PASSAGE SHOWN:
Start of Block

Prior to releasing any information (e.g., data and statistics), you must review the legal requirements. As you learned from the book and the questionnaire in the first week of class, the United States has no federal law regulating how personal data can be collected, stored, and used. A privacy policy does not equate to data privacy protections.
The laws governing data collection and dissemination are limited to specific federal agencies (e.g., U.S. Census Bureau) or specific data types (e.g., education).
8.2.1 Federal privacy laws
CIPSEA establishes uniform confidentiality protections for information collected for statistical purposes by U.S. statistical agencies, and it allows some data sharing between the Bureau of Labor Statistics, Bureau of Economic Analysis, and Census Bureau. The agencies report to Office of Management and Budget on particular actions related to confidentiality and data sharing.
The law gives the agencies standardized approaches to protecting information from respondents so that it will not be exposed in ways that lead to inappropriate or surprising identification of the respondent. By default the respondent’s data is used for statistical purposes only. If the respondent gives informed consent, the data can be put to some other use.
From Wiki.
A reauthorization of CIPSEA in 2018-19 gave the statistical agencies more opportunities to use administrative data for statistical purposes, and required them to more deeply analyze risks to privacy and confidentiality of respondents.
Foundations for Evidence-Based Policymaking Act of 2018 is often referred to as the Evidence Act and updated CIPSEA.

End of Block

SOURCE MATERIAL:
Start of Block

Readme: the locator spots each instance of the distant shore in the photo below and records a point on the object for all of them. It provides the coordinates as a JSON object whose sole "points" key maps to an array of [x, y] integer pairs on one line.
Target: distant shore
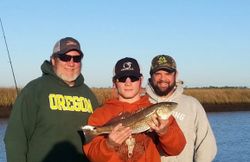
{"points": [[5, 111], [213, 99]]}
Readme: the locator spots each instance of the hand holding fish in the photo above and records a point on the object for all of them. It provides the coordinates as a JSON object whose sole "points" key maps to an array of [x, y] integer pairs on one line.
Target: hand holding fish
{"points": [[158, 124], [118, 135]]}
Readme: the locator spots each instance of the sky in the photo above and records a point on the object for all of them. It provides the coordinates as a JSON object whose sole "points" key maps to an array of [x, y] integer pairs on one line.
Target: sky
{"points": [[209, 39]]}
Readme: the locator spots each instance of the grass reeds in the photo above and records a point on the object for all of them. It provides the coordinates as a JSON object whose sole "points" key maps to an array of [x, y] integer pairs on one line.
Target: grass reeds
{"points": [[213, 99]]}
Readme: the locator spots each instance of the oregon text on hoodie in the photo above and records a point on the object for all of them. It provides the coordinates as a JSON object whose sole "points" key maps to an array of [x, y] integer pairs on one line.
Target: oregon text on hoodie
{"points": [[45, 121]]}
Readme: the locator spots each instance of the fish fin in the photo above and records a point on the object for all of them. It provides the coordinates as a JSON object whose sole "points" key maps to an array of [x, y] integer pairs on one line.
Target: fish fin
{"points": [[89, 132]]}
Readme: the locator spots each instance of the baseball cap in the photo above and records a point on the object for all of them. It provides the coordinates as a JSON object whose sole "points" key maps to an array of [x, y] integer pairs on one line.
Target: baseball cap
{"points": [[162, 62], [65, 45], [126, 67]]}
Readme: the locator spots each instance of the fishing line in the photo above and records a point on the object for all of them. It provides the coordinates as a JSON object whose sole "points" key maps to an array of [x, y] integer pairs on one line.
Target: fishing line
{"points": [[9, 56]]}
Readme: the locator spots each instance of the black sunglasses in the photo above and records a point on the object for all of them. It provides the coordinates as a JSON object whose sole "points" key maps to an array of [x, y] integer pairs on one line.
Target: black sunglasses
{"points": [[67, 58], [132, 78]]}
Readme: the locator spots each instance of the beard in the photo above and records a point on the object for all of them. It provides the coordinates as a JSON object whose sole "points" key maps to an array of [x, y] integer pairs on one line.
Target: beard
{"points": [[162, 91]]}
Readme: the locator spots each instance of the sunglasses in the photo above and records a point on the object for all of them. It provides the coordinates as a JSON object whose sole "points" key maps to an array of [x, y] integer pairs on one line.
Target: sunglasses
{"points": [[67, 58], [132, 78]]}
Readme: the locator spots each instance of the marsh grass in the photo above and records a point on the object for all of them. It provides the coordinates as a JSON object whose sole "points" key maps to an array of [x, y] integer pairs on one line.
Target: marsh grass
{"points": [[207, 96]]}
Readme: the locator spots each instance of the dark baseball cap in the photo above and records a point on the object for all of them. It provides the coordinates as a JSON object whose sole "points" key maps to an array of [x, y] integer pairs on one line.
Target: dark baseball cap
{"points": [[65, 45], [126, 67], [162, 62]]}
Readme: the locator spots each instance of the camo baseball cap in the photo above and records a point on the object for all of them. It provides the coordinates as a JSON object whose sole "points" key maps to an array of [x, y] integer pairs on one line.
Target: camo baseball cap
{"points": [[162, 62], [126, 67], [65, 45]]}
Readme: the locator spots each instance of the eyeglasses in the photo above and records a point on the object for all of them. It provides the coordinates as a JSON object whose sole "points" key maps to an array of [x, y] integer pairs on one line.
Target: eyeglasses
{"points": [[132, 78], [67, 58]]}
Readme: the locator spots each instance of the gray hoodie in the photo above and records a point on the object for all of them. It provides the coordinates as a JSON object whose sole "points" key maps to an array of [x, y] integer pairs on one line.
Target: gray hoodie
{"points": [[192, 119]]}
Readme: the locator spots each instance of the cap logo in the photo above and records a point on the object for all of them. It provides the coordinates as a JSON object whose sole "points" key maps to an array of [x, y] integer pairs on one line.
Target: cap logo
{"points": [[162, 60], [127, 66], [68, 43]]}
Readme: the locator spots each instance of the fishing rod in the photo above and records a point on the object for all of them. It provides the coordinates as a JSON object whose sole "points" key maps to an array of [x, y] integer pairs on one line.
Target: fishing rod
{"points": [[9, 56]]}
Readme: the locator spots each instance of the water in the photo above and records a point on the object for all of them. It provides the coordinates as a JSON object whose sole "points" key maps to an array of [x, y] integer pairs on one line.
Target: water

End of Block

DIRECTIONS:
a) In the data privacy passage, which three agencies does CIPSEA allow to share some data with one another?
b) Write the next part of the data privacy passage, picking up after its final sentence.
The material has no connection to the passage on data privacy law.

ANSWERS TO THE EXERCISES:
a) The Bureau of Labor Statistics, the Bureau of Economic Analysis, and the Census Bureau.

b)
This Act protects children’s privacy by giving parents tools to control what information is collected from their children online. The Act requires the Commission to promulgate regulations requiring operators of commercial websites and online services directed to children under 13 or knowingly collecting personal information from children under 13 to: (a) notify parents of their information practices; (b) obtain verifiable parental consent for the collection, use, or disclosure of children’s personal information; (c) let parents prevent further maintenance or use or future collection of their child’s personal information; (d) provide parents access to their child’s personal information; (e) not require a child to provide more personal information than is reasonably necessary to participate in an activity; and (f) maintain reasonable procedures to protect the confidentiality, security, and integrity of the personal information. In order to encourage active industry self-regulation, the Act also includes a “safe harbor” provision allowing industry groups and others to request Commission approval of self-regulatory guidelines to govern participating websites’ compliance with the Rule.
From the Federal Trade Commission.
The FERPA is a federal law that affords parents the right to have access to their children’s education records, the right to seek to have the records amended, and the right to have some control over the disclosure of personally identifiable information from the education records. When a student turns 18 years old, or enters a postsecondary institution at any age, the rights under FERPA transfer from the parents to the student (“eligible student”). The FERPA statute is found at 20 U.S.C. § 1232g and the FERPA regulations are found at 34 CFR Part 99.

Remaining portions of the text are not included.